Then in early May of 2008 while on the mound in Chicago, Neshek left the mound after hearing a pop in his elbow. The Twins decided rest and rehab was the right course of action, but a setback in October of that year led to Tommy John surgery in November. He missed all of the 2009 season and worked really hard in Ft. Myers. So hard, in fact, that he made the Twins opening day roster. And, as you know, there was the hand injury and the option to Rochester.
Where are we now?
Neshek came to camp this year after signing a $625,000 contract in the offseason. All of the talk this spring has been about his velocity. When I saw him pitch in Ft. Myers last week, his fastball topped out at 84-85 mph. His slider was around 78 mph and his changeup was around 69 mph. Depending upon the radar gun, he was anywhere from 84 to 89 mph.
He was in a competition for a bullpen spot this spring. When camp started, he was competing with Jim Hoey, Jeff Manship, Eric Hacker, Anthony Swarzak, a starting pitcher and a slew of left-handers for three or four spots. The assumption was that Neshek would have a real chance to make the team this year, but even if he didn’t, he has an option left, so he could head to Rochester and move back and forth between AAA and the Twins throughout the season.
That the Twins were willing Designate Neshek for Assignment now, with a full option year left, leads to one conclusion. They do not believe that he will ever get back to what he was in 2006 and 2007. And because of that, they are not worried about that option year or losing him. That is the business side of baseball.
Beyond that, it is easy to see that the Twins now view Kyle Waldrop and Carlos Gutierrez ahead of Neshek. Waldrop, who has been terrific the last two seasons after coming back from shoulder surgery, is pitching well again this spring. He is a major ground ball pitcher who, at 25 years old, is ready. Carlos Gutierrez, who has yet to give up a run this spring, is going to be a major contributor to the Twins bullpen for years to come. I don’t think he would start the season with the Twins as he has pitched just two games in AAA and was a starting pitcher during the first half of last year again. Both appear to be ahead of Neshek in the eyes of the organization at this point. Both are not on the 40 man roster right now, and if they were to make the opening day roster, they would first need to be added to the 40 man roster.

==============================

> Work item
In the passage on Neshek, what contract amount did he sign for in the offseason?

==============================

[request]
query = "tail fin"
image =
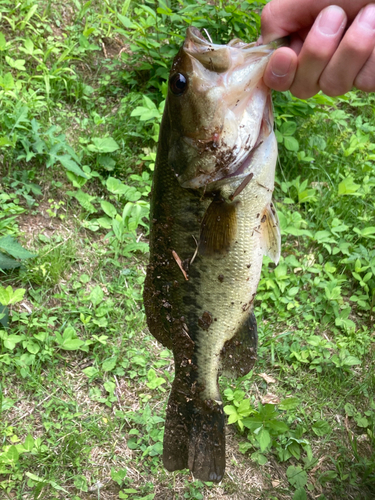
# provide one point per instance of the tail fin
(207, 441)
(177, 429)
(194, 435)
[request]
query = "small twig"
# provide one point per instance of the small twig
(196, 250)
(208, 35)
(179, 263)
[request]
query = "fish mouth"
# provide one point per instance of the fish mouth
(242, 118)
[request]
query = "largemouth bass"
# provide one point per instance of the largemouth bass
(212, 220)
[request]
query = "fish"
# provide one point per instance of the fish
(212, 220)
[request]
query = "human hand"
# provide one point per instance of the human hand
(322, 55)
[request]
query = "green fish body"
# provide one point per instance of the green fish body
(212, 220)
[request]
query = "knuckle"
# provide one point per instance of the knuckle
(358, 45)
(365, 81)
(266, 14)
(303, 92)
(332, 88)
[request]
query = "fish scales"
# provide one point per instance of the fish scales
(212, 220)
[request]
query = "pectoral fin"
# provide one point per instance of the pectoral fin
(219, 228)
(270, 233)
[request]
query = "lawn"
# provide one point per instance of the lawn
(83, 384)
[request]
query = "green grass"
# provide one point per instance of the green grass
(83, 385)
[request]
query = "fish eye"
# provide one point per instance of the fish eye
(178, 83)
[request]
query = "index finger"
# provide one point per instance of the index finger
(283, 17)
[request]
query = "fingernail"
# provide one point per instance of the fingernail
(280, 65)
(330, 20)
(366, 17)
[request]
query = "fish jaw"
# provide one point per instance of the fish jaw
(222, 112)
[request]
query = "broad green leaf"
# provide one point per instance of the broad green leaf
(11, 455)
(289, 403)
(115, 186)
(103, 145)
(7, 262)
(108, 208)
(291, 144)
(300, 494)
(32, 347)
(110, 387)
(9, 297)
(109, 364)
(348, 186)
(296, 476)
(11, 340)
(85, 200)
(321, 428)
(288, 128)
(96, 295)
(263, 438)
(68, 163)
(91, 372)
(2, 42)
(29, 443)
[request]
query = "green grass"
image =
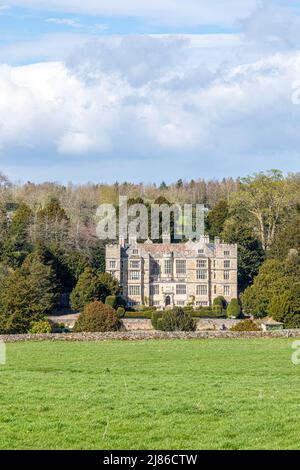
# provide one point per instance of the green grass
(197, 394)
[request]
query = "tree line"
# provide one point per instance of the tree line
(49, 251)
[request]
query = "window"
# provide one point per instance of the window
(134, 290)
(135, 264)
(201, 274)
(168, 266)
(201, 263)
(180, 266)
(227, 290)
(181, 289)
(154, 268)
(134, 275)
(201, 289)
(154, 290)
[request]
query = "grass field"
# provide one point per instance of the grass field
(197, 394)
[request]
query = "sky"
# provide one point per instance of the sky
(148, 91)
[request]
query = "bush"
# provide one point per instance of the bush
(97, 317)
(59, 328)
(156, 316)
(112, 301)
(208, 313)
(219, 304)
(40, 327)
(234, 309)
(121, 312)
(145, 314)
(246, 325)
(115, 301)
(88, 289)
(176, 320)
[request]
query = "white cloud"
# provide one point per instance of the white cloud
(64, 22)
(189, 12)
(126, 105)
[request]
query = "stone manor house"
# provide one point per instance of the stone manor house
(174, 274)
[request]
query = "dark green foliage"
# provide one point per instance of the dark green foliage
(97, 317)
(27, 295)
(288, 238)
(40, 327)
(208, 313)
(219, 305)
(88, 289)
(176, 320)
(115, 301)
(285, 307)
(111, 284)
(234, 309)
(250, 252)
(121, 312)
(216, 219)
(275, 280)
(155, 318)
(246, 325)
(112, 301)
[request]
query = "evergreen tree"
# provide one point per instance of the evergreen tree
(27, 295)
(89, 288)
(234, 309)
(216, 219)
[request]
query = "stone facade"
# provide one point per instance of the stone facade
(174, 274)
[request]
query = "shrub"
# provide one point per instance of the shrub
(176, 320)
(208, 313)
(40, 327)
(112, 301)
(97, 317)
(121, 312)
(88, 289)
(246, 325)
(219, 304)
(234, 309)
(156, 316)
(59, 328)
(26, 295)
(115, 301)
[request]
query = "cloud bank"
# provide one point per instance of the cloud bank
(154, 100)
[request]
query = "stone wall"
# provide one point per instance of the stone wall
(203, 324)
(150, 335)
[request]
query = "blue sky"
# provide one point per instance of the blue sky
(148, 91)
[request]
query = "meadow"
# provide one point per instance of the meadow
(196, 394)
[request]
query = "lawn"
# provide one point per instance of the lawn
(197, 394)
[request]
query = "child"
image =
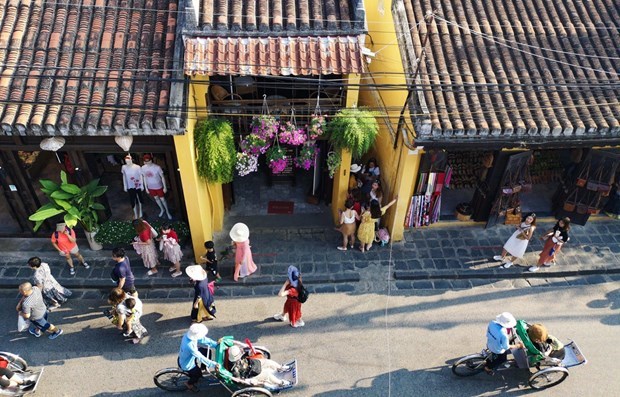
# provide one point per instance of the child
(133, 327)
(169, 243)
(211, 260)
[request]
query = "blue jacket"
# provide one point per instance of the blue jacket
(188, 353)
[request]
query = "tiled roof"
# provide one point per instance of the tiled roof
(273, 56)
(524, 70)
(244, 17)
(98, 67)
(275, 37)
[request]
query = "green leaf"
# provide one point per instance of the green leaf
(45, 213)
(64, 204)
(61, 195)
(98, 191)
(70, 188)
(49, 185)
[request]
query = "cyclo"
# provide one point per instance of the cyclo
(19, 366)
(548, 371)
(174, 379)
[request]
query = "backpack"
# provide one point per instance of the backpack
(303, 293)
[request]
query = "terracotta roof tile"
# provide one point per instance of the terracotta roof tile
(81, 66)
(550, 70)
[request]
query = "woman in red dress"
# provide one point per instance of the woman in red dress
(292, 307)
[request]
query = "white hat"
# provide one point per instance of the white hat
(196, 272)
(239, 232)
(234, 353)
(197, 331)
(506, 320)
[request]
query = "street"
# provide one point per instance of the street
(351, 345)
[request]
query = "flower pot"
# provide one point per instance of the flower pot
(94, 246)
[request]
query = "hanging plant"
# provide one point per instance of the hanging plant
(216, 155)
(291, 135)
(307, 155)
(246, 163)
(333, 163)
(353, 129)
(315, 126)
(277, 159)
(254, 145)
(264, 126)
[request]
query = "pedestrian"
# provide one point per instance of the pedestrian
(369, 226)
(515, 246)
(192, 357)
(292, 306)
(144, 245)
(244, 264)
(32, 307)
(169, 244)
(203, 306)
(122, 274)
(554, 238)
(64, 240)
(210, 259)
(54, 294)
(348, 225)
(127, 311)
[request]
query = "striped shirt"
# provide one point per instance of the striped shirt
(33, 304)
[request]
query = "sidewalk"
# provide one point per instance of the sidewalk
(445, 256)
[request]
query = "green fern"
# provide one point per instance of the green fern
(353, 129)
(215, 149)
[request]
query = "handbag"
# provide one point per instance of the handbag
(22, 323)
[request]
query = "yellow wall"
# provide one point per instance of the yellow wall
(203, 201)
(399, 167)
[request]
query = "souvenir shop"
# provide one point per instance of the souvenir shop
(498, 186)
(83, 159)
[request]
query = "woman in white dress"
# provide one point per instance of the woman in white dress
(517, 243)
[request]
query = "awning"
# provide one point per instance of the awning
(276, 56)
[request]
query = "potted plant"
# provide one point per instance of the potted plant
(353, 129)
(76, 204)
(215, 149)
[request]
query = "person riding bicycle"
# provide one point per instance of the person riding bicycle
(192, 358)
(499, 335)
(258, 370)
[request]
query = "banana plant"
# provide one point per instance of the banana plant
(78, 204)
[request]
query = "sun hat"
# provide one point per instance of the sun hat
(506, 320)
(234, 353)
(196, 272)
(197, 331)
(293, 276)
(239, 232)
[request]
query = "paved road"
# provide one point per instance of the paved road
(351, 346)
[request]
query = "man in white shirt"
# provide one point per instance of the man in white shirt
(155, 184)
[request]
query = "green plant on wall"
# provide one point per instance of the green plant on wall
(353, 129)
(215, 150)
(76, 204)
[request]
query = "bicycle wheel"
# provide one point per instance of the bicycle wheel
(16, 363)
(171, 379)
(469, 365)
(548, 378)
(252, 392)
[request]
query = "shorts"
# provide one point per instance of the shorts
(156, 192)
(41, 323)
(135, 197)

==============================

> Finished task
$625,000